→ **Exercise 1**
Summarize the passage on online identity in two sentences.
========================
Matt Rhodes makes an important distinction:

“For some the internet offers people the opportunity for people to represent themselves in a way that suits them. They can make themselves sound much more exciting than they really are in social networks if they so choose, talking about a band they just love and not showing certain photos that might be embarrassing from the weekend.

In online communities, it is less easy to hide behind an identity. Social networks are about ‘me’ and as such it is relatively easy to create the identity that you want to portray, showing photos, having conversations and listing things in your profile that support this. Online communities are very different, they are about ‘us’ – a shared experience, aim, theme or topic. It is not your profile that counts, but your ideas, thoughts and contributions. These are less easy to hide behind an identity that may not be completely true.

This is why the overriding principle for behaviour in online communities is to be open, honest and truthful. In doing so, we often find that people find their own voice and online identity. As an online community develops and matures, we see the members grow and develop with it, finding the way they like to act and represent themselves online.”
========================
→ **Exercise 2**
Extract each line of the records that contains the string "sidewalk", matching case exactly.

A run of records:
========================
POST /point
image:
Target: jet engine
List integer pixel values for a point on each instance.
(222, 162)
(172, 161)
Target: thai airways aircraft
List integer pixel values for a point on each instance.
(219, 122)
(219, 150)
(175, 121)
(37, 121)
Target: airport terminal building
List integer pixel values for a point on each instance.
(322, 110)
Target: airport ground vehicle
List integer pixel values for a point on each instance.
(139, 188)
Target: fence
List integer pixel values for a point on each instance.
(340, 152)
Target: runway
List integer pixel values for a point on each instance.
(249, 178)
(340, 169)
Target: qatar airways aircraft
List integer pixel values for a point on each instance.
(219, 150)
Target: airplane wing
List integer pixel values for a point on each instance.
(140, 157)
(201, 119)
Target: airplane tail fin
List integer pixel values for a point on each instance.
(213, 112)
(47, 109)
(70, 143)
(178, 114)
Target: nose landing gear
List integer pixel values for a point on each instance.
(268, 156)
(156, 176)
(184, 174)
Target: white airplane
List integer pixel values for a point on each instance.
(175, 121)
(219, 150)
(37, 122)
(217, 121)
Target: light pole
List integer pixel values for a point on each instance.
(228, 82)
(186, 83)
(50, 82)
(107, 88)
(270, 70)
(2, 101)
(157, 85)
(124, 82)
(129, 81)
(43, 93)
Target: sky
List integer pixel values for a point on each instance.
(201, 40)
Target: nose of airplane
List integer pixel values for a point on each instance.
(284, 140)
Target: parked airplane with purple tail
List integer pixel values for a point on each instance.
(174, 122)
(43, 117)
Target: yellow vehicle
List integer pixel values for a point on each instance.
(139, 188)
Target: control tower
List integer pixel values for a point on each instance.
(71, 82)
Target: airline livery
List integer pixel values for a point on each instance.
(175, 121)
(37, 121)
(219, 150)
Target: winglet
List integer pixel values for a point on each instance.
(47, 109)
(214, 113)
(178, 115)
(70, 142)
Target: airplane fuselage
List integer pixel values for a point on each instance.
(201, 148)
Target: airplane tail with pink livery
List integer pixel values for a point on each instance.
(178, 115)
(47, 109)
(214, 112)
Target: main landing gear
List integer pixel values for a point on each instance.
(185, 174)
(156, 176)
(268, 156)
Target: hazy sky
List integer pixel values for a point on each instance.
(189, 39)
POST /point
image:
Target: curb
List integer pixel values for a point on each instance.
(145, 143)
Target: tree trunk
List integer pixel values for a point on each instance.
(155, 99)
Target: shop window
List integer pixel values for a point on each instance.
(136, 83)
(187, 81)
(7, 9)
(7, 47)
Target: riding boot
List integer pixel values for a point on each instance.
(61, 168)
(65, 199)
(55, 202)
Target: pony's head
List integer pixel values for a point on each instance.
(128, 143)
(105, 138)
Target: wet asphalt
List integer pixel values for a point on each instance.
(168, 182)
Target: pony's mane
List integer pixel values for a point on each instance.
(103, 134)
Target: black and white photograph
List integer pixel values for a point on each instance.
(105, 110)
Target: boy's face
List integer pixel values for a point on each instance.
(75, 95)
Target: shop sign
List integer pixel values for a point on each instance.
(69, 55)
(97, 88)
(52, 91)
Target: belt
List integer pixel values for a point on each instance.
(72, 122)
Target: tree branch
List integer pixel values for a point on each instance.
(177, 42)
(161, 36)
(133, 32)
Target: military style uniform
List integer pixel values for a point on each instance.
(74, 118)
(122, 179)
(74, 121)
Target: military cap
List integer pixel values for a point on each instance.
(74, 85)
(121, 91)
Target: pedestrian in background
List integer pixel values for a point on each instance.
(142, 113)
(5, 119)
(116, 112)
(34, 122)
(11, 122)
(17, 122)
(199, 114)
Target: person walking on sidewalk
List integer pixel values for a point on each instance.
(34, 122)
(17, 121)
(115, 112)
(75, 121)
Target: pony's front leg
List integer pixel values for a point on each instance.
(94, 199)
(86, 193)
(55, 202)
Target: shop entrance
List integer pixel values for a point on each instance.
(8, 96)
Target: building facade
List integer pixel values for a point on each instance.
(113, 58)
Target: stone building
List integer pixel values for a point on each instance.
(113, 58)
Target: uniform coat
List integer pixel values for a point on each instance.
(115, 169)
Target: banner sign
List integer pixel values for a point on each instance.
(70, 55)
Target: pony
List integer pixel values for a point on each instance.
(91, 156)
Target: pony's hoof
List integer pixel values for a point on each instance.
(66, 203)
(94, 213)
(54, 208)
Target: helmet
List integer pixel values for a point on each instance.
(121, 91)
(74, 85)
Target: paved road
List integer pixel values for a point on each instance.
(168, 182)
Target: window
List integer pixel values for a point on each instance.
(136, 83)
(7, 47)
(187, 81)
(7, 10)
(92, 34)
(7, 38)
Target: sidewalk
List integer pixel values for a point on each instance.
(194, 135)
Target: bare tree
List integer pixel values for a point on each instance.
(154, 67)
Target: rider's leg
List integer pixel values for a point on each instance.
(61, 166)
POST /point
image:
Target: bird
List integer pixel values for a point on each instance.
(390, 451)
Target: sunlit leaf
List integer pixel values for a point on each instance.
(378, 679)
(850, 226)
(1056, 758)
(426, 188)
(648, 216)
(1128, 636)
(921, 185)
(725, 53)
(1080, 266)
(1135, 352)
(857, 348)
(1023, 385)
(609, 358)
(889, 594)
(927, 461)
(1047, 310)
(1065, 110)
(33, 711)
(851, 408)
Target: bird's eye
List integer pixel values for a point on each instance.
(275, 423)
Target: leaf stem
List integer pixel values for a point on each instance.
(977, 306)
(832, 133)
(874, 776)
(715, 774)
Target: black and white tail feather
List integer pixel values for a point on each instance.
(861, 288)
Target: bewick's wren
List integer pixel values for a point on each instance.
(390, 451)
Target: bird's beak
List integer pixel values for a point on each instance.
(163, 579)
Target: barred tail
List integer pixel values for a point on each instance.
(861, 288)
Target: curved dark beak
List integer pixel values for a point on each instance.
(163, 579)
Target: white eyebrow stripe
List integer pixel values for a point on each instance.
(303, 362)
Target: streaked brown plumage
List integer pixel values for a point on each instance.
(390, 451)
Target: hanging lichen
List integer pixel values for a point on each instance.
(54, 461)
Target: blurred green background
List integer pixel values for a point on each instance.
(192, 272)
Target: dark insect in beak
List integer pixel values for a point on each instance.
========================
→ **Task output 1**
Matt Rhodes contrasts social networks, which are about "me" and make it relatively easy to build the identity one wants through photos, conversations and profile details, with online communities, which are about "us" and value ideas, thoughts and contributions over profiles, so a false identity is harder to hide behind. For this reason, the overriding principle in online communities is to be open, honest and truthful, and members often find their own voice and grow as the community matures.

→ **Task output 2**
Target: person walking on sidewalk
Target: sidewalk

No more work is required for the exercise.